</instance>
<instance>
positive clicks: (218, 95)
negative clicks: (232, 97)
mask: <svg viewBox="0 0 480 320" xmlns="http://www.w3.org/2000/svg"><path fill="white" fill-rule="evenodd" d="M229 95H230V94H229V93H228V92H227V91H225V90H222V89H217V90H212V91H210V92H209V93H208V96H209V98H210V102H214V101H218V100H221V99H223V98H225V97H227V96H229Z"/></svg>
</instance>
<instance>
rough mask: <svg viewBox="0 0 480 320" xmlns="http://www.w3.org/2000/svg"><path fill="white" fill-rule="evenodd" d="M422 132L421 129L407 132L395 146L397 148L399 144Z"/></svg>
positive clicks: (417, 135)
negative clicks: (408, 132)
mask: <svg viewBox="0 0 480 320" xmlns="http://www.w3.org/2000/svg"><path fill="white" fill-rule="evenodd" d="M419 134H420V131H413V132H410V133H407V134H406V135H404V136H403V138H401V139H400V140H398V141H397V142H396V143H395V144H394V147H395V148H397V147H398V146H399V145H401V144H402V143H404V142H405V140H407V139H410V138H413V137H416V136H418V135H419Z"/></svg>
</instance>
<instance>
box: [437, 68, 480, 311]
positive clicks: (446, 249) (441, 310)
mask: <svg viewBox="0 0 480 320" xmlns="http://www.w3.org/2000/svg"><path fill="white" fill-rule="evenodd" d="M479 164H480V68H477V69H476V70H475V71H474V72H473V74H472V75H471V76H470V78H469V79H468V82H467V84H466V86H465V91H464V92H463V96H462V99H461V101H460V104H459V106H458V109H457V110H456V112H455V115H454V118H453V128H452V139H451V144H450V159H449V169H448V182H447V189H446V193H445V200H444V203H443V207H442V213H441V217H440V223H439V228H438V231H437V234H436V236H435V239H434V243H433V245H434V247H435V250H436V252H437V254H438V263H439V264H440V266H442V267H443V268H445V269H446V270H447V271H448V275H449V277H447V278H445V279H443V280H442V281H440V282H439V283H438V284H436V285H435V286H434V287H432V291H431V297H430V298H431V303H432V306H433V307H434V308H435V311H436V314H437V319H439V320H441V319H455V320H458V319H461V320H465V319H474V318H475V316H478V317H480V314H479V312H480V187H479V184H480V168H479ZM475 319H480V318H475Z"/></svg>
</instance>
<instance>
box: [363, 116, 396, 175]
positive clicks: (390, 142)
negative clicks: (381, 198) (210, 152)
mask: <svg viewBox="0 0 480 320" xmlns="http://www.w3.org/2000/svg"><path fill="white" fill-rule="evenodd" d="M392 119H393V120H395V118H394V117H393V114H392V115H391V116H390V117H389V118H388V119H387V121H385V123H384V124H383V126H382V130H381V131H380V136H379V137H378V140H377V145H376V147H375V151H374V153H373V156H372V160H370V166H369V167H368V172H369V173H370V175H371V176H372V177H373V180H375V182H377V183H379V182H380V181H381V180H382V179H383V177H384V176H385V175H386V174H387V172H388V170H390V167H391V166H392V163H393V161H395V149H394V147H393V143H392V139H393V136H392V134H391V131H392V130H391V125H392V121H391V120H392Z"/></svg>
* * * * * * *
**Assignment**
Rewrite the stretch of data from its start through the line containing "positive clicks: (417, 135)", both ends included, switching "rough mask" to "coarse mask" and changing nothing else.

**Exercise result**
</instance>
<instance>
positive clicks: (218, 95)
negative clicks: (232, 97)
mask: <svg viewBox="0 0 480 320" xmlns="http://www.w3.org/2000/svg"><path fill="white" fill-rule="evenodd" d="M229 95H230V94H229V93H228V92H227V91H225V90H222V89H217V90H212V91H210V92H209V93H208V96H209V98H210V102H214V101H218V100H221V99H223V98H225V97H227V96H229Z"/></svg>
</instance>
<instance>
coarse mask: <svg viewBox="0 0 480 320" xmlns="http://www.w3.org/2000/svg"><path fill="white" fill-rule="evenodd" d="M422 132L421 129L407 132L395 146L397 148L399 144Z"/></svg>
positive clicks: (417, 135)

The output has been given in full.